(Image-grounded pointing data)
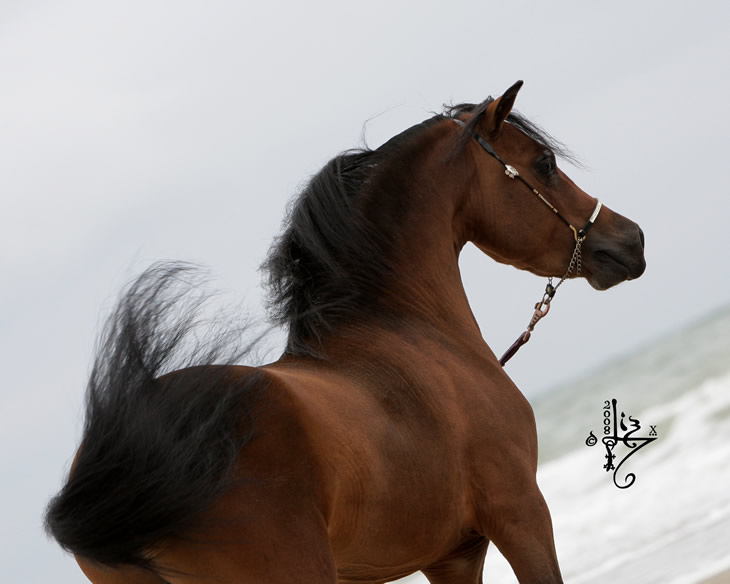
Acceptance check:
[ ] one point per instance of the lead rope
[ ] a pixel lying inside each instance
(543, 307)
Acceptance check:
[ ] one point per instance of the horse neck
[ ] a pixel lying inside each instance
(428, 288)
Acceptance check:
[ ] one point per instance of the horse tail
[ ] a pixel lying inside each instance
(157, 449)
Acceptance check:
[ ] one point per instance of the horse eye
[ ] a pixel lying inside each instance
(546, 165)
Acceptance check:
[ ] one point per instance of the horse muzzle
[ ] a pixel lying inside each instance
(608, 261)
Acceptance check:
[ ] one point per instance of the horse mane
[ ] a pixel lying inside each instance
(333, 260)
(157, 450)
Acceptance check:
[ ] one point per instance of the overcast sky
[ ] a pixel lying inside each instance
(135, 131)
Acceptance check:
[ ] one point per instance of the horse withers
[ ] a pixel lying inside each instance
(387, 439)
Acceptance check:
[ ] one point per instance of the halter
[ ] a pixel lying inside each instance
(579, 235)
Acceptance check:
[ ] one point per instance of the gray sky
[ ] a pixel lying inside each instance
(135, 131)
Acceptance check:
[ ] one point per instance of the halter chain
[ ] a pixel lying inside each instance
(579, 235)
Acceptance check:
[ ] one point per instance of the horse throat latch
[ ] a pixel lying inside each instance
(579, 235)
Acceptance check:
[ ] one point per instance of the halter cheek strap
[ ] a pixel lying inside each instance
(513, 173)
(579, 235)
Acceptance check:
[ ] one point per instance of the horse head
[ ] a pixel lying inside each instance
(533, 213)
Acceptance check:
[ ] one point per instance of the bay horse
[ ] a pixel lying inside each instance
(387, 439)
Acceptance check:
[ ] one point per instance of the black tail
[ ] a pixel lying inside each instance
(156, 451)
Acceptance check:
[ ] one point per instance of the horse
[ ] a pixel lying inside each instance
(387, 439)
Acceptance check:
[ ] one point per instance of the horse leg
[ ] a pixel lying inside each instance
(521, 528)
(464, 566)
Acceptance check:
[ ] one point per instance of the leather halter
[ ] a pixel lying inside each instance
(579, 235)
(513, 173)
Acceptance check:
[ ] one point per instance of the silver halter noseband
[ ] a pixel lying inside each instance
(542, 307)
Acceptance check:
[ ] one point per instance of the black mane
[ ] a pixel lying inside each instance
(333, 260)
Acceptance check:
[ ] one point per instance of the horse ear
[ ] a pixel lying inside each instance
(500, 108)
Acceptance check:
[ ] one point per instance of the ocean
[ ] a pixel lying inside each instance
(672, 525)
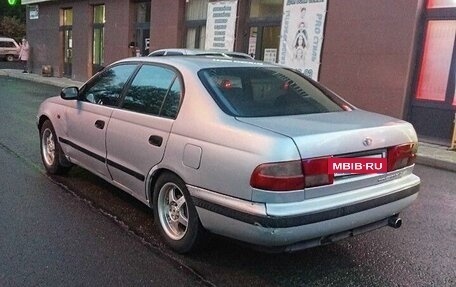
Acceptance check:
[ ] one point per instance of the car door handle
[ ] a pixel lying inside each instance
(155, 140)
(99, 124)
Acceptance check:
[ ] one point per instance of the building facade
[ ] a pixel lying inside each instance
(395, 57)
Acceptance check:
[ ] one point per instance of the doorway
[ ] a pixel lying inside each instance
(67, 30)
(433, 108)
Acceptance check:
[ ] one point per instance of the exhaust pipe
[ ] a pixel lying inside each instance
(395, 221)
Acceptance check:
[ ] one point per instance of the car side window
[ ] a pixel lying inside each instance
(172, 101)
(154, 91)
(107, 87)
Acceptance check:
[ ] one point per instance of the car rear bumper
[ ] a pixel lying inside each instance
(310, 222)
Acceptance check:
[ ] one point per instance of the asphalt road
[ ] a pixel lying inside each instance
(79, 230)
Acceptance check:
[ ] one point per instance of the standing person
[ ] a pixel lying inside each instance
(24, 54)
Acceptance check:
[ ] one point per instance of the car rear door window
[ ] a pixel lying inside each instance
(155, 91)
(264, 92)
(106, 88)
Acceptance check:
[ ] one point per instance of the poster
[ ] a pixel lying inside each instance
(302, 35)
(221, 25)
(270, 55)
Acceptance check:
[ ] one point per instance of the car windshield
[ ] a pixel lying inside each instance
(263, 92)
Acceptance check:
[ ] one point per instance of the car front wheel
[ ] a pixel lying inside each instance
(175, 214)
(51, 153)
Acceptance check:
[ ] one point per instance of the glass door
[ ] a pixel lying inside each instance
(67, 29)
(68, 52)
(434, 102)
(98, 38)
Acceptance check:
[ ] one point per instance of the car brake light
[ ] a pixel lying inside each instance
(401, 156)
(316, 172)
(291, 175)
(280, 176)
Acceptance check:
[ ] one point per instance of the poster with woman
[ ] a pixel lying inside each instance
(302, 35)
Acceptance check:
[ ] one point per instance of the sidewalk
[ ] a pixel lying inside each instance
(428, 154)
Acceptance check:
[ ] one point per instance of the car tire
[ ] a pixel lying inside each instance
(9, 58)
(51, 152)
(175, 214)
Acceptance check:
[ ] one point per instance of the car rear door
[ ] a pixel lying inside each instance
(138, 131)
(88, 118)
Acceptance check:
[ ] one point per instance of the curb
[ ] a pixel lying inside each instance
(436, 163)
(53, 81)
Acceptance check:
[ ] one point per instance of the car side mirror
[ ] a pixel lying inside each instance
(70, 93)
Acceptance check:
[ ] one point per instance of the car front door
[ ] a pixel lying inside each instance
(88, 118)
(139, 130)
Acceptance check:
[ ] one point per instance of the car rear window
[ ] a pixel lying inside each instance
(263, 92)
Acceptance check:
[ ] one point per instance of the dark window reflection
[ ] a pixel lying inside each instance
(106, 89)
(172, 101)
(148, 92)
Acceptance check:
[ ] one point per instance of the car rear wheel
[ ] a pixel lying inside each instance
(175, 214)
(9, 58)
(51, 153)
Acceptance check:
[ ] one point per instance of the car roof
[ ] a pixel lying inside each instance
(198, 63)
(195, 52)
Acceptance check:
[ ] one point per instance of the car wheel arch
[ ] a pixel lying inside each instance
(153, 180)
(41, 121)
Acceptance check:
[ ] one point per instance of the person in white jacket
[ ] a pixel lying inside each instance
(24, 54)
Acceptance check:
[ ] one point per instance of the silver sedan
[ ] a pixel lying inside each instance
(238, 148)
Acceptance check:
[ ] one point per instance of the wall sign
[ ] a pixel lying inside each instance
(34, 12)
(221, 25)
(302, 35)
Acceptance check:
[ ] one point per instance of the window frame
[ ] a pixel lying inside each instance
(96, 78)
(177, 76)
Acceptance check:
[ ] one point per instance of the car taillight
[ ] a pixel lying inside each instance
(291, 175)
(316, 172)
(401, 156)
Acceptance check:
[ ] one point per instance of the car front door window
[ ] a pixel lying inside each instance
(107, 87)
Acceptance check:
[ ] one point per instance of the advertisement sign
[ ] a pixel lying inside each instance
(270, 55)
(302, 35)
(221, 25)
(34, 12)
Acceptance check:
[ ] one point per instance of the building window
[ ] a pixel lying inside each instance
(99, 19)
(67, 29)
(437, 57)
(264, 22)
(67, 17)
(266, 9)
(441, 4)
(142, 12)
(195, 16)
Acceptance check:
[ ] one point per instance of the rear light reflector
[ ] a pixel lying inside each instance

• PROBLEM TO SOLVE:
Whenever a line of the data includes the word "wheel", show that line in full.

• EXERCISE RESULT:
[ ] one point per instance of the car front wheel
[ ] one point per instance of the car rear wheel
[ ] one point per instance of the car wheel arch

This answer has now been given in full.